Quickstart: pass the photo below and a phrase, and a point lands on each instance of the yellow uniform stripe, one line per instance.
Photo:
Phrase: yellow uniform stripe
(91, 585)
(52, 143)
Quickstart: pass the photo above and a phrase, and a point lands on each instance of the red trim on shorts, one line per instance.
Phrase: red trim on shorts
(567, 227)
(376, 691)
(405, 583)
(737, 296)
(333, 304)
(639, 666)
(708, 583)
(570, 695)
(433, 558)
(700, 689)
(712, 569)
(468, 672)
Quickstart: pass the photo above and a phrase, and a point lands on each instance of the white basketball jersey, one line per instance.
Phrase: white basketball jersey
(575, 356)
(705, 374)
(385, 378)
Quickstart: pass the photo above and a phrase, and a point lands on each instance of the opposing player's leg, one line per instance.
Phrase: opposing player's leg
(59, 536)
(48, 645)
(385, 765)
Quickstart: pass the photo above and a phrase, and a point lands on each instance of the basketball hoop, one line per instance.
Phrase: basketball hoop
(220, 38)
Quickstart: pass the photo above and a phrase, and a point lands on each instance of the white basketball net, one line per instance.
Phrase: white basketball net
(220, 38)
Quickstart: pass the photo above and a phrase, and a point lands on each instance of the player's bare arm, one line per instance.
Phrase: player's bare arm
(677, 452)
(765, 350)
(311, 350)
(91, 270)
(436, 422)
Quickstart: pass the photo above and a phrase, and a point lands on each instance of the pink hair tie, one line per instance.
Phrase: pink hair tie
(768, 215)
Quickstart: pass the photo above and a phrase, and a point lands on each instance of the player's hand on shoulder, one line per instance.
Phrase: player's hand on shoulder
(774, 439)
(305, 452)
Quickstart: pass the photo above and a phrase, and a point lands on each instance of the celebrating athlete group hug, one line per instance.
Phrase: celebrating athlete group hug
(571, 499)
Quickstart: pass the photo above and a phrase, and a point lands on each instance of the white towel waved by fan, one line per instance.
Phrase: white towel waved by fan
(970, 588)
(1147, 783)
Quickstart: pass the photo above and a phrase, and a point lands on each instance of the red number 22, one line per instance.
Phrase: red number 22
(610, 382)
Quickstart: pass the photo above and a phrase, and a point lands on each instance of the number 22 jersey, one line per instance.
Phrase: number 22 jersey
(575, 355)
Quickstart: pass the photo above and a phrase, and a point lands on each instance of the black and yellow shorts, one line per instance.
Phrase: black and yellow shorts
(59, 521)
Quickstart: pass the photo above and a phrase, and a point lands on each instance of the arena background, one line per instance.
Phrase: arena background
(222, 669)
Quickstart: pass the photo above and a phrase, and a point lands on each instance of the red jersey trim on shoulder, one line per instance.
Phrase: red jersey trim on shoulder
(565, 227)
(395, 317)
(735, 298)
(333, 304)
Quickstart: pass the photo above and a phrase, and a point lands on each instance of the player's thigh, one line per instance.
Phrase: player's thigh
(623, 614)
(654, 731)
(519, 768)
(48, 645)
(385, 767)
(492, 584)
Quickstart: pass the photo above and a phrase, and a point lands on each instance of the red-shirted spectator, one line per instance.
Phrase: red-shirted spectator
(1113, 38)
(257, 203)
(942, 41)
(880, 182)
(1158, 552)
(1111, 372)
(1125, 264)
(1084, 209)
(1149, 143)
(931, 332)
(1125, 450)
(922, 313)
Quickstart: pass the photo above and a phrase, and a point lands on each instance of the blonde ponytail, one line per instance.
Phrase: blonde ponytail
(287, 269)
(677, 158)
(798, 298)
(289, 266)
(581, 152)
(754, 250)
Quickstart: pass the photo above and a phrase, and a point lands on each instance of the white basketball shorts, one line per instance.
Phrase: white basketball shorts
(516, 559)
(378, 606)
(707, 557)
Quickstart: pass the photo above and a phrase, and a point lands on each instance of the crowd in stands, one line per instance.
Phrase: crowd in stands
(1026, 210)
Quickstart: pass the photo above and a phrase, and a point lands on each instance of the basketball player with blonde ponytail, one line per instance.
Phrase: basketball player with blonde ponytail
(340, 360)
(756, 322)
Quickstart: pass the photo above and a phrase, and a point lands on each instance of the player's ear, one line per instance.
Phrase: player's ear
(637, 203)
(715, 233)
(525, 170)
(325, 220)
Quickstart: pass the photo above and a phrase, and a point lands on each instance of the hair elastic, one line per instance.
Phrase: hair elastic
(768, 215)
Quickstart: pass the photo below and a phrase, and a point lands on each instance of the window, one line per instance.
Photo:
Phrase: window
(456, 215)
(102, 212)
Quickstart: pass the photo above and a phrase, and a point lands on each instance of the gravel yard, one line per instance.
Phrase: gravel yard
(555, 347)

• Work to be completed: Write out the records above again, keeping each one identical to the original.

• Full response:
Quickstart: pass the photo below and a phrase, and a point lands on each instance of the yellow uniform stripe, one line per instance.
Photo:
Phrase: yellow uniform stripe
(91, 585)
(52, 143)
Quickstart: pass the photo above and a phrase, and a point lands on each instance of the red trim on shorts, one line per instance.
Phrase: red trim on shorts
(567, 227)
(376, 691)
(405, 583)
(737, 296)
(333, 304)
(639, 666)
(708, 583)
(570, 695)
(433, 558)
(700, 689)
(712, 569)
(468, 672)
Quickstart: pass the photo above and a phrase, and a point lands on each instance of the white basketball jersey, one line per instance.
Phrase: white basketball jersey
(575, 356)
(705, 374)
(385, 378)
Quickstart: pass the photo above and a phrase, and a point lands on each instance of the opposing player's leg, one line per instance.
Phrase: opposing player's leg
(59, 536)
(48, 645)
(385, 765)
Quickstart: pass the photo above and a phrase, and a point lands on each instance of the basketball hoop, one line per instance.
Phrase: basketball hoop
(220, 38)
Quickstart: pass the photo above and a phrase, and a point lands on each instance of the white basketball net, one line per instance.
Phrase: white basketball net
(220, 38)
Quickstart: pass the photo above and a phrase, and a point lands on each instance of the player's bare arm, one line per instance.
Phrase: player's bare arm
(677, 452)
(765, 350)
(311, 350)
(91, 270)
(436, 422)
Quickstart: pass the photo above and a phrase, and a point lands on each instance of the pink hair tie, one line per instance.
Phrase: pink hair tie
(768, 215)
Quickstart: pass the photo above and a phrase, and a point lands on each instance of the player's hand on shoulder, one line per instance.
Phrase: player's hand on shoulder
(774, 439)
(305, 452)
Quickstart: pass the photo above and a phrase, and a point lands on each instance of the celebrating athlete group hug, one line per instance.
Phrase: celebrating athlete group hug
(571, 499)
Quickstart: pass the photo above and a phrase, and a point lands on each instance of the white towel waved by fan, one line per instance.
Phrase: white towel waved by fan
(970, 588)
(1147, 783)
Quickstart: pass the photo above and a phrase, and a point lands on each instance of the red number 22, one line per instance.
Phrase: red number 22
(610, 382)
Quickstart: pass the photo above and a phrase, and a point lands on each instance of the number 22 jersey, one line per instance.
Phrase: number 22 jersey
(575, 355)
Quickstart: pass the photo above and a phrase, and a point lands on each instance of the black and yellow shorts, one line per instance.
Phrase: black and yellow shorts
(59, 521)
Quickstart: pass the photo above and a phrase, and a point lands on each instance of the arena background, one line per instance.
Phrase: arena background
(222, 669)
Quickstart: pass the photo above and a phrase, and a point lands on each instance of the red jersey trim on shoulder, one line per instance.
Phrase: red jersey trim on shoulder
(565, 227)
(395, 317)
(735, 298)
(333, 304)
Quickstart: pass the photo above and a phrase, and a point lands on each instance of the player's thigh, one line per instance.
Phrase: player's thigh
(623, 614)
(654, 731)
(519, 768)
(48, 645)
(385, 767)
(492, 584)
Quickstart: pass the photo above and a phrase, and a point lands on each instance of the red-shirted spectator, one line per instance.
Phrase: red-shirted spectator
(1113, 38)
(257, 203)
(942, 41)
(880, 182)
(1158, 552)
(1111, 372)
(1125, 264)
(1084, 209)
(1149, 143)
(931, 332)
(1125, 450)
(922, 313)
Quickstart: pass the photo above and a phrase, and a point lands on each instance of the blonde ponytail, one line per instance.
Phrase: blonde ponytail
(287, 269)
(677, 158)
(798, 298)
(289, 266)
(581, 152)
(754, 250)
Quickstart: pass the photo above and a phrase, and a point lands on each instance of the white basketball shorts, one line per instance.
Phrase: white basketball shorts
(516, 559)
(378, 606)
(707, 557)
Quickstart: pass the photo above and a phrase, and a point lands on each instance of the crowd in stands, one line per instance.
Phrase: crowd in stands
(1026, 210)
Quickstart: pass the photo above and a phrase, and a point lands on each instance of the basketball player with blonde ponytail, one line per instance.
Phrase: basketball player with blonde ponytail
(340, 360)
(756, 322)
Quickstart: pass the photo above and a phrase, and a point lands on each instance of the player's ear, one line per instance.
Phrase: player's ear
(637, 203)
(715, 233)
(525, 170)
(325, 220)
Quickstart: pass the photo above and a phrase, and a point lands on each instance of the hair elastic, one line per instance.
Phrase: hair elastic
(768, 215)
Quickstart: pass the photo below and a phrase, and a point lands on each instance of the window, one line per instance.
Photo:
Phrase: window
(456, 215)
(102, 212)
Quickstart: pass the photo above and a phrase, and a point lands on each instance of the gravel yard, one line per instance.
Phrase: gravel yard
(555, 347)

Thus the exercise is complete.